* _TASK DIRECTIONS_
Transcribe each line below without altering anything.

Data excerpts
━━━━━━━━━━━━━━━━━━━━━━━━━━━━━━

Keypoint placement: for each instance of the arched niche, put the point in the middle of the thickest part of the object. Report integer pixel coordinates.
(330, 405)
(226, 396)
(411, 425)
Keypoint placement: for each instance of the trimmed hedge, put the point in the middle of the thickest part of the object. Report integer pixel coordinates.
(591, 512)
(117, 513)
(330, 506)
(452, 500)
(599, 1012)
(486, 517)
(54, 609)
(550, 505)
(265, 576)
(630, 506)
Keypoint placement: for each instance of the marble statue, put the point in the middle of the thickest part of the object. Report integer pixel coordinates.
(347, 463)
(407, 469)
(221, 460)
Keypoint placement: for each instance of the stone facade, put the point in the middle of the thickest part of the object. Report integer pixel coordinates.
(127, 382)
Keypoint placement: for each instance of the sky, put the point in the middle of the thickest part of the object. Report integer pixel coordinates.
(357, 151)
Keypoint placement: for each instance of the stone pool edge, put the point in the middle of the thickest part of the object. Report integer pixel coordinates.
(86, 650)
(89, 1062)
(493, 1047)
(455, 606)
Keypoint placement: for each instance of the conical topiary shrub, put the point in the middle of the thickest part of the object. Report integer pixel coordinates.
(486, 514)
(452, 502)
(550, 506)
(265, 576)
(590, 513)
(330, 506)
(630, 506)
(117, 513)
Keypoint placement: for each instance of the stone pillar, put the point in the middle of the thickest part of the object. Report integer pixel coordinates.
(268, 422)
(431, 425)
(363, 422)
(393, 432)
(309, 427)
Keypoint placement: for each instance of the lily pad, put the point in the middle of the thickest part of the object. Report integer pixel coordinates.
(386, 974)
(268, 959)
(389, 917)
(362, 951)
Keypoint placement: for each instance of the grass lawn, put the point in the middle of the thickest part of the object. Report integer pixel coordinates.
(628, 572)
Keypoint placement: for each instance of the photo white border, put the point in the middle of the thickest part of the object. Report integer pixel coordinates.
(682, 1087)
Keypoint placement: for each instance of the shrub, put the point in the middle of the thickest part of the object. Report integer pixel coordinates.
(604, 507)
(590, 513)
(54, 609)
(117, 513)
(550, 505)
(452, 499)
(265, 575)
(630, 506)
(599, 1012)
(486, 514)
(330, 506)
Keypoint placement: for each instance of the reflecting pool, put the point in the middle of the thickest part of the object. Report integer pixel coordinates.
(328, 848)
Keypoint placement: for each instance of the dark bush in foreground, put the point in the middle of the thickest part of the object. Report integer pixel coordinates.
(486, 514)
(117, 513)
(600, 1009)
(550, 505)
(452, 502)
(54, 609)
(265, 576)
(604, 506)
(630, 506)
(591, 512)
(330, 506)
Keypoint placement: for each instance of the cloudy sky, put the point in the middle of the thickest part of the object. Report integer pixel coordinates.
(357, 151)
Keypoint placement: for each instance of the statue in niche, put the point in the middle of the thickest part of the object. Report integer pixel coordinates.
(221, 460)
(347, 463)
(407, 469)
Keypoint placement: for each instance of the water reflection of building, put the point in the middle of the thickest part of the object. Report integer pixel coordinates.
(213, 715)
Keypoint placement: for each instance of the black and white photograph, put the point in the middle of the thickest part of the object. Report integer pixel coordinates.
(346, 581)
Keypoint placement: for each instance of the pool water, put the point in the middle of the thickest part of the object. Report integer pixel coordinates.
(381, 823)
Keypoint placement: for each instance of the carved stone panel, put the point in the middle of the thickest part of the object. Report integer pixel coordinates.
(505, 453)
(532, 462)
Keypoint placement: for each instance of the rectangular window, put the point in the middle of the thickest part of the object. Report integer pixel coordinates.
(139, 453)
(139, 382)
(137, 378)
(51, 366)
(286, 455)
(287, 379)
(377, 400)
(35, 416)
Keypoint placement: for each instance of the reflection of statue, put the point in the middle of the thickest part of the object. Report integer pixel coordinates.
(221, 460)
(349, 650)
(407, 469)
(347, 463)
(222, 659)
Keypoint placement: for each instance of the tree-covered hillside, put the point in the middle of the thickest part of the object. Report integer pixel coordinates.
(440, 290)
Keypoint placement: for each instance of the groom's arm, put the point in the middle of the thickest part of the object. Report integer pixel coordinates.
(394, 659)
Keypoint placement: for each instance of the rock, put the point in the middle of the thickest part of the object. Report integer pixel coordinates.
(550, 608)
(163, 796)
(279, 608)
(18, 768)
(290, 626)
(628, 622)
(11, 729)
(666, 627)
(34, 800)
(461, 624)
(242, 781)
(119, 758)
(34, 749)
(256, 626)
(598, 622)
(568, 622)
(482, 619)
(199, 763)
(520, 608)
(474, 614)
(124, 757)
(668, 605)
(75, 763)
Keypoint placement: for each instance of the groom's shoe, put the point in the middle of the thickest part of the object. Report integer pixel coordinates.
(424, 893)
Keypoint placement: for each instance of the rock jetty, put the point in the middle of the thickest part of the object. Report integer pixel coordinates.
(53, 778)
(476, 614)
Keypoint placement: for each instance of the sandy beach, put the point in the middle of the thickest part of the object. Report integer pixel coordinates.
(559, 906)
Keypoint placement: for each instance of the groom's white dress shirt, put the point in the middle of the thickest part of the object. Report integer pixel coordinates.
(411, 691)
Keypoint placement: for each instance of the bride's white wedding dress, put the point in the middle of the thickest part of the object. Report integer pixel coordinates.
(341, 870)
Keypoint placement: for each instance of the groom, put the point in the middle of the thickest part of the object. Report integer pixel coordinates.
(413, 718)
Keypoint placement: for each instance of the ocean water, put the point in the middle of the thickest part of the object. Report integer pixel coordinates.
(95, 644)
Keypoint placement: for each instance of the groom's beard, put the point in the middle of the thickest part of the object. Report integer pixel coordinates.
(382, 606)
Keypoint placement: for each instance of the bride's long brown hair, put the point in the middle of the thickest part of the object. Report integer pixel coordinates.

━━━━━━━━━━━━━━━━━━━━━━━━━━━━━━

* _ANSWER BOX_
Keypoint placement: for each instance of the arched niche, put the point in the middle of the thickest part of the object. Report integer pixel coordinates.
(330, 405)
(226, 396)
(411, 425)
Keypoint placement: for each instance of the trimmed hedge, put the point in the middle of the thickest part of the object. Report integer pixel coordinates.
(591, 512)
(117, 513)
(330, 506)
(452, 500)
(599, 1012)
(486, 517)
(54, 609)
(550, 505)
(265, 576)
(630, 506)
Keypoint placement: for each instance of the marble statue, put the point in the middle of the thickest part of the object. Report integer pixel coordinates.
(347, 463)
(407, 469)
(221, 460)
Keypoint placement: for each instance of the stone facade, put the point in the middle of the thickest part of the object. Report integer pixel coordinates.
(127, 382)
Keypoint placement: for each instance of the sky, put the point in the middle of the thickest part of the object. Report integer pixel coordinates.
(357, 151)
Keypoint placement: for each instance of the stone pool edge, put the point in the middle of the thickest part of the object. Report integer pixel coordinates.
(86, 650)
(89, 1062)
(493, 1047)
(455, 606)
Keypoint placement: for each instance of the conical topiary shrub, put the point in the middle of the thickest part of the object. Report integer pixel coordinates.
(486, 514)
(452, 502)
(550, 506)
(265, 576)
(590, 513)
(330, 506)
(630, 506)
(117, 513)
Keypoint placement: for each instance of the stone pillar, put the point in the middle of the thickest part of the object. Report integer pixel coordinates.
(268, 422)
(431, 425)
(363, 422)
(393, 432)
(309, 427)
Keypoint placement: for each instance of the lily pad, put the point in the middle of the thickest part of the object. Report integer pixel coordinates.
(386, 974)
(268, 959)
(389, 917)
(362, 951)
Keypoint placement: for each instance of the grass lawn, put the point in the middle of the thickest part of the object. Report integer pixel coordinates.
(628, 572)
Keypoint placement: for each instance of the photo white border, put the point in the middle of the thickest part of the object. Report integer pixel coordinates.
(682, 1087)
Keypoint placement: for each instance of the shrub, put the point in the middle of the thickest part of the object. Report integer pixel coordinates.
(604, 507)
(590, 513)
(54, 609)
(117, 513)
(550, 505)
(452, 499)
(265, 575)
(630, 506)
(599, 1012)
(486, 514)
(330, 506)
Keypoint placement: for each instance of the reflecting pool, put the point in the middle of the thickest part of the object. Report integer pixel coordinates.
(328, 848)
Keypoint placement: for each instance of the dark bush in foreground, put the point in the middle of the thickest part of the object. Report integer pixel coordinates.
(486, 514)
(117, 513)
(600, 1009)
(550, 505)
(452, 502)
(54, 609)
(265, 576)
(604, 506)
(630, 506)
(591, 512)
(330, 506)
Keypoint placement: for each instance of the cloudy sky, put the point in the middle of the thickest part of the object. Report integer pixel coordinates.
(357, 151)
Keypoint placement: for each instance of the statue in niche, put the point in the middle of the thickest part of the object. Report integer pixel coordinates.
(221, 460)
(347, 463)
(407, 469)
Keypoint placement: for each instance of the water reflection of building, put the point in the middle of the thickest part of the object. Report integer pixel coordinates.
(213, 715)
Keypoint placement: for each instance of the black and white photograph, put the point in the middle of the thickest part of the object. Report integer pixel coordinates.
(346, 581)
Keypoint placement: for each instance of the pool water, put the point in the middle of the thickest part of the object. Report integer pixel coordinates.
(381, 823)
Keypoint placement: for each instance of the carved stone panel, put the point in the middle of the thickest part of the object. Report integer pixel coordinates.
(505, 453)
(532, 462)
Keypoint placement: for each instance of the rectangular window, put the point in the middle of the thickest part of the object. Report integer pixel coordinates.
(139, 453)
(139, 382)
(137, 378)
(51, 366)
(286, 455)
(287, 379)
(377, 400)
(35, 416)
Keypoint placement: for each instance of the reflection of statue, put the point in the middle of the thickest part of the object. Report integer pixel coordinates.
(221, 460)
(349, 650)
(407, 469)
(347, 463)
(222, 659)
Keypoint placement: for each instance of the tree-covered hillside, put the point in the middle of the thickest part of the object. Report integer pixel coordinates.
(440, 290)
Keypoint placement: for each instance of the groom's arm, put the point in the middle of the thickest part of the object. Report integer pixel coordinates.
(394, 659)
Keypoint placement: for each instance of the rock, put the point in the middle of the thickest part of the object. Report integer pixel coordinates.
(550, 608)
(163, 796)
(279, 608)
(18, 768)
(290, 626)
(628, 622)
(11, 729)
(666, 627)
(34, 800)
(461, 624)
(242, 781)
(119, 758)
(34, 749)
(256, 626)
(598, 622)
(568, 622)
(482, 619)
(199, 763)
(520, 608)
(474, 614)
(124, 757)
(668, 605)
(75, 763)
Keypoint placement: for each instance of the groom's shoe, put the point in the middle of the thickest part of the object. Report integer pixel coordinates.
(424, 893)
Keypoint placement: for each instance of the rock jetty, put the point in the middle of the thickest part of the object. Report integer pixel coordinates.
(53, 778)
(476, 614)
Keypoint placement: for each instance of the sandy beach, put the point in the middle of the thickest part of the object. Report integer pixel coordinates.
(559, 906)
Keypoint placement: for each instance of the groom's white dress shirt, put the point in the middle of the thickest part of the object. Report integer pixel coordinates.
(411, 691)
Keypoint placement: for each instance of the bride's white wedding dress, put the point in the middle of the thickest part of the object. Report integer pixel coordinates.
(341, 870)
Keypoint placement: for each instance of the groom, put the point in the middle of the thickest part of the object. Report integer pixel coordinates.
(413, 718)
Keypoint placement: for each instance of the ocean water, put the point in the middle of the thickest part of the object. Report integer pixel coordinates.
(95, 644)
Keypoint placement: for each instance of the groom's beard, put the point in the middle of the thickest part of the object. Report integer pixel coordinates.
(382, 606)
Keypoint placement: for each instance of the bride's long brown hair, put the point in the middle of the thickest part of the object. Report integer pixel coordinates.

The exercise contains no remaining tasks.